### EXERCISE AIM
Please proceed with the forum thread below about the lathe project, continuing it from where it stops.

### SELECTED EXCERPT
[Start]

# My Latest Project 101.07301



## bama7 (Apr 13, 2019)

I got the lathe Wednesday afternoon in Gainesville. Much of it was already disassembled, good or bad not sure yet. I broke it down the rest of the way and cleaned it fairly good. Next will be inspection and deciding make it complete or a parts donor. May even keep the paint as is.


----------



## eugene13 (Apr 13, 2019)

need a before picture


----------



## bama7 (Apr 13, 2019)

The first three pictures are just the way I got it.


----------



## wa5cab (Apr 14, 2019)

Would that be Gainesville, FL or Gainesville, GA?  I take it that it was missing a motor?


----------



## bama7 (Apr 14, 2019)

Gainesville, Florida, the motor was just kind of hanging off the bracket so I took it off. I didn’t want to put to much stress on the bracket during transport.


----------



## wa5cab (Apr 14, 2019)

OK.  Thanks.


----------



## phubbman (Apr 19, 2019)

The way they've set the jack shaft mount looks interesting.  I assume the motor hung below that???
No tooling to speak of, but the main bones look present and accounted for.  Is there a tool holder?  They came with the traditional rocker/lantern style, but an OXA sized quick change tool post will also fit.  It's nice to have, but not necessary.  If you hope to do much threading, you might want to get the rest of the change gears for the lathe.  
Nice stand too.
The spindle thread is 1" x 8tpi.  right now, i think the absolute best deal on a chuck is with Taig tools.  They have 3-1/4" scroll chucks (both 3 and 4 jaw) for this lathe on clearance for $20 each.  It's a good size for this machine.  They produced a custom run of these and got stuck with them - hense the fire sale price.  I didn't need any chucks, but could not pass this deal up and got one of each.  They are US made, steel chucks.  Very good quality with replaceable aluminum soft jaws.  More than worth the money, and it'll get you up and running quite cheaply.  
If the headstock bushings need replacing, they're not expensive and easy to swap out.  One of the pair (i think it's the chuck side of the spindle) is a length that 's not standard and is difficult to find (also a bit pricey).  The same i.d. / o.d. bushing is readily available as a standard size a bit longer than you need.  Get one of those and trim it down.  The length is not a critical dimension here, so a careful cut with a hacksaw will do if you don't have another lathe to trim it exactly.

[End]

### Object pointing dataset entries
[Start]

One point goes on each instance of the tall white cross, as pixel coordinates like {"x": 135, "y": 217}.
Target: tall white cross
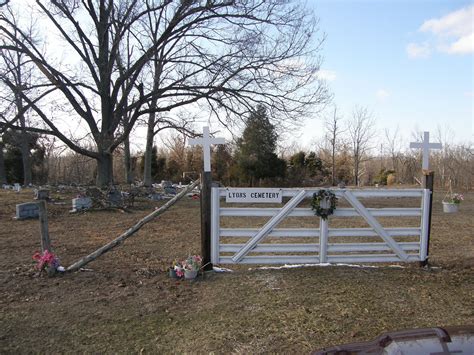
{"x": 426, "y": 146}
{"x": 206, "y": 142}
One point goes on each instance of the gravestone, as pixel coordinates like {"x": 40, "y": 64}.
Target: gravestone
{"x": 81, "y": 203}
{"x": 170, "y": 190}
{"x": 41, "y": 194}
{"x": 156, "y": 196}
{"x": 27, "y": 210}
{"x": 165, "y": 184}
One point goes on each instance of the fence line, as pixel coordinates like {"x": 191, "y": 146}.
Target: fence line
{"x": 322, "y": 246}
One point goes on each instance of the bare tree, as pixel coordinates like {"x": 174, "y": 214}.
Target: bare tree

[End]
[Start]

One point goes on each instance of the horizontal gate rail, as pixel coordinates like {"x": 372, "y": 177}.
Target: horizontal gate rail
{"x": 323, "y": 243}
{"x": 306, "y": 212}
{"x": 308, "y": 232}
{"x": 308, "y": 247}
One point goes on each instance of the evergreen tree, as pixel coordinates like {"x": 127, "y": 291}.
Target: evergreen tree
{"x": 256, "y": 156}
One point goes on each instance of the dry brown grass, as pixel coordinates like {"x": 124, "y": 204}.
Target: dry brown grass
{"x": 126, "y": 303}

[End]
[Start]

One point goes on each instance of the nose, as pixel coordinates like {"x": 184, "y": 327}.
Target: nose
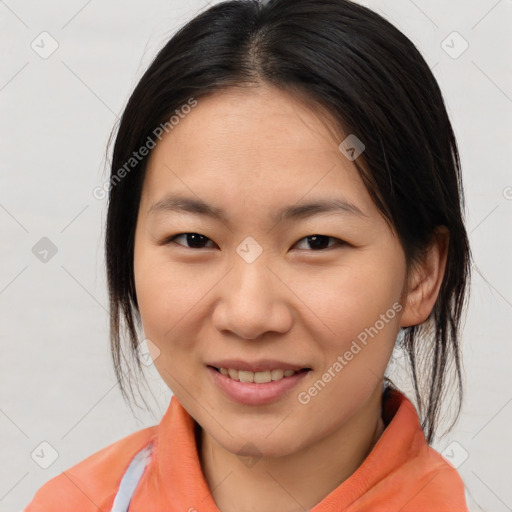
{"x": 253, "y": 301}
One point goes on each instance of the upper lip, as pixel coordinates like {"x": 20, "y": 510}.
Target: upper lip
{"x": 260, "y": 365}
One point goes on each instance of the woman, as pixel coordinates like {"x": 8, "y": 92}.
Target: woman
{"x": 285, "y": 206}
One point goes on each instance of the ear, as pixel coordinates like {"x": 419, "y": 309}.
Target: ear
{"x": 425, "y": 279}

[End]

### EXERCISE OUTPUT
Other than that, barring missing/broken pieces or a badly worn bed, it looks like you'd be up and running quickly with little expense.  
I have one of those lathes and like it quite a bit.  It's a solid performer for a small lathe.
Have fun with it.


----------



## David S (Apr 19, 2019)

Just for clarification doesn't this lathe have the timken bearings for the spinde?  And perhaps 1" x 10 spindle thread?

David


----------



## wa5cab (Apr 19, 2019)

David,

No.  You are thinking of the Atlas 618 and the 1957 and later Craftsman 101.21400.  

The 101.07301 has sleeve (sintered bronze bushing) spindle bearings and 1"-8 spindle thread.  

Other than that and the Countershaft assembly, almost everything else on the machine is the same as on the 618.  The countershaft assembly that was always supplied with the 07301 was actually the same as the one on the 618 at the time that the 07301 first appeared.  About a year later, Atlas changed the one on the 618 to the one that looks like a scaled down 10F horizontal countershaft.  Either one works fine on the 07301 but the later one is more plentiful IF you have to find one.  If the machine came with the original one, there is no particular advantage in changing it.

FWIW, you can't just change the bearings and spindle to the Timken type because the sleeve bearing spindle is a little longer and the headstock casting is different.  Everything else in the headstock is the same on both types, except for the ball thrust bearing which the Timken models do not have.


----------



## David S (Apr 19, 2019)

Thank you Robert now I am clarified .

David


----------



## bama7 (Apr 20, 2019)

I haven’t been on the site for a few days and missed your reply’s, sorry. The motor was hanging from the counter shaft assembly. I am not to sure that is a good place to mount the motor though. My thought is it may put to much pressure and weight on the brackets. It came with a lantern post and four tool holders. It also came with an A2Z QCTP and three tool holders and cutters. The one thing I am in need of is the shaft and handle that engages the countershaft. The shaft part number is M6-76. I have not found one yet. I also need a thread dial, but there are several on eBay. I would appreciate any help in locating the M6-76 assembly.


phubbman said:


> The way they've set the jack shaft mount looks interesting.  I assume the motor hung below that???
> No tooling to speak of, but the main bones look present and accounted for.  Is there a tool holder?  They came with the traditional rocker/lantern style, but an OXA sized quick change tool post will also fit.  It's nice to have, but not necessary.  If you hope to do much threading, you might want to get the rest of the change gears for the lathe.
> Nice stand too.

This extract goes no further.